Provided information -
..............................

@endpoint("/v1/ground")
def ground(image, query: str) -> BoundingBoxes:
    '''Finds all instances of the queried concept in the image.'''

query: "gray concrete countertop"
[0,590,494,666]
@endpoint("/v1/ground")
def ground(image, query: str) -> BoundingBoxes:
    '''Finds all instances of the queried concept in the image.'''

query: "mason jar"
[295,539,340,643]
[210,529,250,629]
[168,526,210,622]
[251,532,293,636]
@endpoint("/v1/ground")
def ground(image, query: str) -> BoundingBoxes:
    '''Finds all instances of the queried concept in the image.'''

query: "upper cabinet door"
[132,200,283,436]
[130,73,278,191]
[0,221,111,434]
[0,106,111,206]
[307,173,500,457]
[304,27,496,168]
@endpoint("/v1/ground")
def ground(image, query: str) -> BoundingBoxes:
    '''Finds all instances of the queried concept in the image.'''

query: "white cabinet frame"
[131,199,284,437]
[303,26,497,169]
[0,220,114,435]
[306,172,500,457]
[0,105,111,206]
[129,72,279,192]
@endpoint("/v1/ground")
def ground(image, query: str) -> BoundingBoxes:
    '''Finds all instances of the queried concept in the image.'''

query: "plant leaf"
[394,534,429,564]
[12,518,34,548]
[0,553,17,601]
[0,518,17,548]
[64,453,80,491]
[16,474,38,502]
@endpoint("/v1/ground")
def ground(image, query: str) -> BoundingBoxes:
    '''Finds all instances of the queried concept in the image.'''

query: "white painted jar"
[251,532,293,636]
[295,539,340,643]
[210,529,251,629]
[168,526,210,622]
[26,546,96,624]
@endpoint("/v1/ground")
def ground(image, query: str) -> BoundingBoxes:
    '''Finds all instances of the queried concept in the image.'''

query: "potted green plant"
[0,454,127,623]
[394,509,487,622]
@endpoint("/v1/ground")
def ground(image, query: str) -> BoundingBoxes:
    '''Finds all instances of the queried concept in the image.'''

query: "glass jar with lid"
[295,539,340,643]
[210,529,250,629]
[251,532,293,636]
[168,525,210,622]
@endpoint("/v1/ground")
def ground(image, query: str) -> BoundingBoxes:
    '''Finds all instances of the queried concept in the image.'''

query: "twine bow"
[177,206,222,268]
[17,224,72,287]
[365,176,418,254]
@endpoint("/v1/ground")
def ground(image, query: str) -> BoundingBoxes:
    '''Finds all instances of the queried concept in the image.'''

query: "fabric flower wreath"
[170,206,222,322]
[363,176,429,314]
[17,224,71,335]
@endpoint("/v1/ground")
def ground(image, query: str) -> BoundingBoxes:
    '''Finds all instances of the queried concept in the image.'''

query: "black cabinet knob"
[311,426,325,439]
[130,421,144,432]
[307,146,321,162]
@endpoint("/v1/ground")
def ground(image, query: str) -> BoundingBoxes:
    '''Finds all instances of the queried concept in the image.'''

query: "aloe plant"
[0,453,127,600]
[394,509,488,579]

..............................

To do - Reproduce all of the data above word for word, from the first line to the last.

Full output -
@endpoint("/v1/ground")
def ground(image, query: str) -> BoundingBoxes:
    '''Finds all instances of the queried concept in the image.'''

query: "gray concrete countertop"
[0,590,494,666]
@endpoint("/v1/ground")
def ground(image, query: str) -> BoundingBoxes:
    '''Finds all instances of the queried concept in the image.'''

query: "mason jar"
[295,539,340,643]
[210,529,250,629]
[168,526,210,622]
[251,532,293,636]
@endpoint("/v1/ground")
def ground(image, query: str) -> BoundingBoxes:
    '''Finds all instances of the queried concept in the image.'''

query: "upper cabinet door"
[132,200,283,436]
[130,73,278,191]
[0,221,111,434]
[0,106,111,206]
[307,173,500,457]
[304,27,496,168]
@endpoint("/v1/ground")
def ground(image, query: str) -> BoundingBoxes:
    '''Finds all instances of the queried concept in the image.'''

query: "white cabinet frame"
[131,199,284,437]
[303,26,497,169]
[0,220,114,435]
[306,172,500,457]
[0,105,111,206]
[129,72,279,192]
@endpoint("/v1/ground")
def ground(image, query: str) -> BoundingBoxes:
    '''Finds all instances of the queried concept in the image.'''

query: "plant leaf"
[394,534,429,564]
[12,518,34,548]
[0,553,17,601]
[0,518,17,548]
[64,453,80,491]
[16,474,38,502]
@endpoint("/v1/ground")
def ground(image, query: str) -> BoundingBoxes:
    '''Finds all instances of the queried concept in the image.'''

query: "white painted jar"
[251,532,293,636]
[295,539,340,643]
[210,529,251,629]
[168,526,210,622]
[26,546,96,624]
@endpoint("/v1/ground")
def ground(image, query: str) -> BoundingBoxes:
    '''Finds all instances of the queried concept in the image.'''

query: "potted green plant"
[0,454,127,623]
[394,509,487,622]
@endpoint("/v1/ground")
def ground(image, query: str) -> BoundingBoxes:
    '''Finds all instances of the queried concept in the image.'''

query: "glass jar with lid"
[295,539,340,643]
[210,529,250,629]
[251,532,293,636]
[168,525,210,622]
@endpoint("/v1/ground")
def ground(image, query: str) -> BoundingBoxes:
    '''Finds all instances of the queried concept in the image.'''

query: "twine bow"
[177,206,222,268]
[17,224,72,287]
[365,176,418,254]
@endpoint("/v1/ground")
def ground(image, query: str) -> BoundingBoxes:
    '''Finds all instances of the queried concept in the image.'''

query: "fabric flower wreath"
[170,206,222,322]
[363,176,429,314]
[17,224,71,335]
@endpoint("/v1/ground")
def ground(image, query: str) -> BoundingBoxes:
    '''Finds all instances of the queried concept in the image.'''

query: "black cabinet knob"
[311,426,325,439]
[130,421,144,432]
[307,146,321,162]
@endpoint("/v1/ground")
def ground(image, query: str) -> BoundingBoxes:
    '''Finds all instances of the queried concept in the image.'''

query: "aloe plant"
[0,453,127,600]
[394,509,488,579]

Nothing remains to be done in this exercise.